Start of PROVIDED DATA

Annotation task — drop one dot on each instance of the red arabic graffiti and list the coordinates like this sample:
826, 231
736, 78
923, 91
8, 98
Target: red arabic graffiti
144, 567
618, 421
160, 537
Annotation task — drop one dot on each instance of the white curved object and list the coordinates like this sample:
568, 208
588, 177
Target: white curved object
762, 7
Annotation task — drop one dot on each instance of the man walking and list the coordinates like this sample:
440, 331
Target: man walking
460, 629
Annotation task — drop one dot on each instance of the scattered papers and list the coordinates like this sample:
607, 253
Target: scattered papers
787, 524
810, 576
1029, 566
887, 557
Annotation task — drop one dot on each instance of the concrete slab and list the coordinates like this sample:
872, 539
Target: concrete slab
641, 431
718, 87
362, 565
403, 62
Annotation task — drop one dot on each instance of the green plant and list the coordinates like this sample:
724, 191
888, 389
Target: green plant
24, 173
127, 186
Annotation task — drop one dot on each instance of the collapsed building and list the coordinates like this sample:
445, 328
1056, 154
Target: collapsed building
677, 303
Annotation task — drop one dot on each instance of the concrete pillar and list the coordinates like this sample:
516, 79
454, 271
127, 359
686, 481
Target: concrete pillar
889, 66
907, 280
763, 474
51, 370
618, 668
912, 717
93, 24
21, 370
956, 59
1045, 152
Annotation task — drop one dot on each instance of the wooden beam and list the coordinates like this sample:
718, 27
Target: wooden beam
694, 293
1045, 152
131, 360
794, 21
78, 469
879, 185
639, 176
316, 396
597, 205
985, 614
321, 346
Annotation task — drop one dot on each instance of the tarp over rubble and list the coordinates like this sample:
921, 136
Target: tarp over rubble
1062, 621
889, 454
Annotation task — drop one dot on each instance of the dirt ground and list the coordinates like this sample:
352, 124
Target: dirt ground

End of PROVIDED DATA

• WHAT THIS TASK INVOLVES
Render every line of the records above as a Markdown table with the columns Row and Line, numbering each line and leaving out blank lines.

• ANSWER TO THE TASK
| Row | Line |
|---|---|
| 1 | Annotation task — drop one dot on each instance of the red arabic graffiti and list the coordinates like this sample: |
| 2 | 826, 231 |
| 3 | 736, 78 |
| 4 | 923, 91 |
| 5 | 8, 98 |
| 6 | Target: red arabic graffiti |
| 7 | 144, 567 |
| 8 | 618, 421 |
| 9 | 160, 537 |
| 10 | Annotation task — drop one dot on each instance of the white curved object and list the coordinates like this sample: |
| 11 | 568, 208 |
| 12 | 588, 177 |
| 13 | Target: white curved object |
| 14 | 762, 7 |
| 15 | Annotation task — drop one dot on each instance of the man walking and list the coordinates like this sample: |
| 16 | 440, 331 |
| 17 | Target: man walking |
| 18 | 460, 629 |
| 19 | Annotation task — drop one dot on each instance of the scattered papers and list the coordinates like this sample: |
| 20 | 607, 253 |
| 21 | Target: scattered papers |
| 22 | 787, 524 |
| 23 | 810, 576 |
| 24 | 1029, 566 |
| 25 | 887, 557 |
| 26 | Annotation task — drop one dot on each instance of the concrete slab and list the coordinates like this sample: |
| 27 | 872, 539 |
| 28 | Target: concrete slab |
| 29 | 641, 431 |
| 30 | 718, 87 |
| 31 | 362, 565 |
| 32 | 403, 62 |
| 33 | Annotation task — drop one dot on each instance of the green plant and list the coordinates like this sample: |
| 34 | 724, 191 |
| 35 | 888, 389 |
| 36 | Target: green plant |
| 37 | 24, 173 |
| 38 | 127, 186 |
| 39 | Annotation task — drop one dot on each instance of the collapsed building and list the coordinates like this sample: |
| 40 | 445, 328 |
| 41 | 1056, 154 |
| 42 | Target: collapsed building |
| 43 | 677, 303 |
| 44 | Annotation task — drop one dot on each instance of the concrete pillar and list the coordinates like this sample: |
| 45 | 516, 79 |
| 46 | 454, 271 |
| 47 | 127, 359 |
| 48 | 686, 481 |
| 49 | Target: concrete pillar |
| 50 | 889, 66 |
| 51 | 907, 280 |
| 52 | 763, 474 |
| 53 | 51, 370 |
| 54 | 618, 668 |
| 55 | 912, 717 |
| 56 | 93, 24 |
| 57 | 21, 370 |
| 58 | 956, 59 |
| 59 | 1045, 152 |
| 60 | Annotation task — drop one dot on each instance of the wooden beam and list the coordinates like this sample: |
| 61 | 718, 27 |
| 62 | Target: wooden beam |
| 63 | 694, 293 |
| 64 | 1045, 152 |
| 65 | 131, 360 |
| 66 | 794, 21 |
| 67 | 78, 469 |
| 68 | 879, 185 |
| 69 | 639, 176 |
| 70 | 316, 396 |
| 71 | 597, 205 |
| 72 | 985, 614 |
| 73 | 321, 346 |
| 74 | Annotation task — drop one dot on each instance of the tarp over rubble and list the coordinates like this sample: |
| 75 | 921, 136 |
| 76 | Target: tarp over rubble |
| 77 | 1062, 621 |
| 78 | 889, 454 |
| 79 | Annotation task — drop one dot on each instance of the dirt ground and list the coordinates like this sample: |
| 80 | 352, 124 |
| 81 | Target: dirt ground |